**WHAT IS EXPECTED**
From the entries below, copy each line in which the word "woman" occurs.

**DATA UNDER STUDY**
::::
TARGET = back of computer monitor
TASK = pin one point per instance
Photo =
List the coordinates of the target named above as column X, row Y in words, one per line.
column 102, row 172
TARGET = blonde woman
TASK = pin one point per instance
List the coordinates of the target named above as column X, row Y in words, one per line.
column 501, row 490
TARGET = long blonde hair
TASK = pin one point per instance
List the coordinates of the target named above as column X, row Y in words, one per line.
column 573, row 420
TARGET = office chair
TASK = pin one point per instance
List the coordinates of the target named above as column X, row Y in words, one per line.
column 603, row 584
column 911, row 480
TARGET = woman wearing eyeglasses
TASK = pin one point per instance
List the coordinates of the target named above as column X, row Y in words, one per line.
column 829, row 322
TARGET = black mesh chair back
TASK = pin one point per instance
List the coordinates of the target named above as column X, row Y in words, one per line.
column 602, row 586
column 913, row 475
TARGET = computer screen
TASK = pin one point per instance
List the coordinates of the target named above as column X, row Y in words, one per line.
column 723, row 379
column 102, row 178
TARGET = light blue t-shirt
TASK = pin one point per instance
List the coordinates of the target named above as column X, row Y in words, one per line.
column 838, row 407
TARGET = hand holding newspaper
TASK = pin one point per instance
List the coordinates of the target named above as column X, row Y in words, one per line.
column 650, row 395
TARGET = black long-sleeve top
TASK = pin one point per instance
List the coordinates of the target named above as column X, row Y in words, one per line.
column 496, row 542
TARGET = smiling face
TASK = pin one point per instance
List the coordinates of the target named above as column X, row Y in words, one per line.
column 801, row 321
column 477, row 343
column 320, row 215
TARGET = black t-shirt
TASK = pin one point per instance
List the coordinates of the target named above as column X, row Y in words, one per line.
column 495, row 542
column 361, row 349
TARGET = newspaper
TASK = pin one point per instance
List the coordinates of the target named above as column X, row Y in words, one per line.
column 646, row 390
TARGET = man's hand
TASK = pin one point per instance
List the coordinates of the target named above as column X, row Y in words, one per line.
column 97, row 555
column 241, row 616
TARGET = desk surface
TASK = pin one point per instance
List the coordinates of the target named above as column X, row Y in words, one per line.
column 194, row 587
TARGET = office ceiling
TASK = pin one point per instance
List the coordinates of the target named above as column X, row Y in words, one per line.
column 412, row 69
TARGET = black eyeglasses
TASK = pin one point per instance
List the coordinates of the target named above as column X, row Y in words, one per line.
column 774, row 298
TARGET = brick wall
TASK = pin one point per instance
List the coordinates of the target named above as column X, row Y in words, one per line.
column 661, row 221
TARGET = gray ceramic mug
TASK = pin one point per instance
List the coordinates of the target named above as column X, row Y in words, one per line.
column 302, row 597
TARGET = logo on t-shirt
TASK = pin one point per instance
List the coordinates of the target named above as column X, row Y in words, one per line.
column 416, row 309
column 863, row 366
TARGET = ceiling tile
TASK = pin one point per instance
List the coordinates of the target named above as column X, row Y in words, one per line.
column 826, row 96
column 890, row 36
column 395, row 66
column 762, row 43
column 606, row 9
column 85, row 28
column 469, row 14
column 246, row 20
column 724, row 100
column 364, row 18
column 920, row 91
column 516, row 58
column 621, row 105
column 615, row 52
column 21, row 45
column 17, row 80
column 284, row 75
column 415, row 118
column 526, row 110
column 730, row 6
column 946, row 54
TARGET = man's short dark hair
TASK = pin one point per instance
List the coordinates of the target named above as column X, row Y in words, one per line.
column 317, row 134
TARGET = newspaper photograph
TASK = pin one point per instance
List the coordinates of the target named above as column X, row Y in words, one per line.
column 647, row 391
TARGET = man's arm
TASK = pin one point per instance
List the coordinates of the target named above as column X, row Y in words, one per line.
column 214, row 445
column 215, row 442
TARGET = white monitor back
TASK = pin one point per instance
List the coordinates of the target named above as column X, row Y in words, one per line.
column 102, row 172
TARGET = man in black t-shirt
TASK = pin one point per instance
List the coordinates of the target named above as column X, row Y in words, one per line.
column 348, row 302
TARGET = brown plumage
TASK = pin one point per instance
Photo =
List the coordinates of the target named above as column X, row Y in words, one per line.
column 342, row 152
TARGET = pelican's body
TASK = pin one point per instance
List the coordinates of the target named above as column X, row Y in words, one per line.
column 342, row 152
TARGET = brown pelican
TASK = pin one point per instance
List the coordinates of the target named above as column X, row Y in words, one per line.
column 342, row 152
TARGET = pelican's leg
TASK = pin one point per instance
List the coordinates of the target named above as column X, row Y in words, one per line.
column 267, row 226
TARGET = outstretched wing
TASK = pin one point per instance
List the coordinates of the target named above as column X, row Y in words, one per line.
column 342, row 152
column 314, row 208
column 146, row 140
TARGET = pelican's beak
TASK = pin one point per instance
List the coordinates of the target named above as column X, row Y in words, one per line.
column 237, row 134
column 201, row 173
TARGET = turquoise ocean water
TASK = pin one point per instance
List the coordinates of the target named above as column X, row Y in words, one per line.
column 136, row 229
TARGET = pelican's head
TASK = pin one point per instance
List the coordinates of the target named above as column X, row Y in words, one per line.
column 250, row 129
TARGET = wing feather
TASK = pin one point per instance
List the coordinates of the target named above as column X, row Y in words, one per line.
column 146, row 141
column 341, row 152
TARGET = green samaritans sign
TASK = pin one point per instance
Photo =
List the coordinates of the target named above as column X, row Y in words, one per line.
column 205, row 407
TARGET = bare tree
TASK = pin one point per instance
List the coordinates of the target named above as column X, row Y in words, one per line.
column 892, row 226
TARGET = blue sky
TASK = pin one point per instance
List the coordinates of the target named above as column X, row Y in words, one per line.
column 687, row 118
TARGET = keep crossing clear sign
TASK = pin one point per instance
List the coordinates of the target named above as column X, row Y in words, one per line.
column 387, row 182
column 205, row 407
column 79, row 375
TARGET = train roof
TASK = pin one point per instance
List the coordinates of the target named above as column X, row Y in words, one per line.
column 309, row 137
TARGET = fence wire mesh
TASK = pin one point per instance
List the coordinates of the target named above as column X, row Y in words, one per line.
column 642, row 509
::::
**EXERCISE ANSWER**
TARGET = blonde woman
TARGET = woman wearing eyeglasses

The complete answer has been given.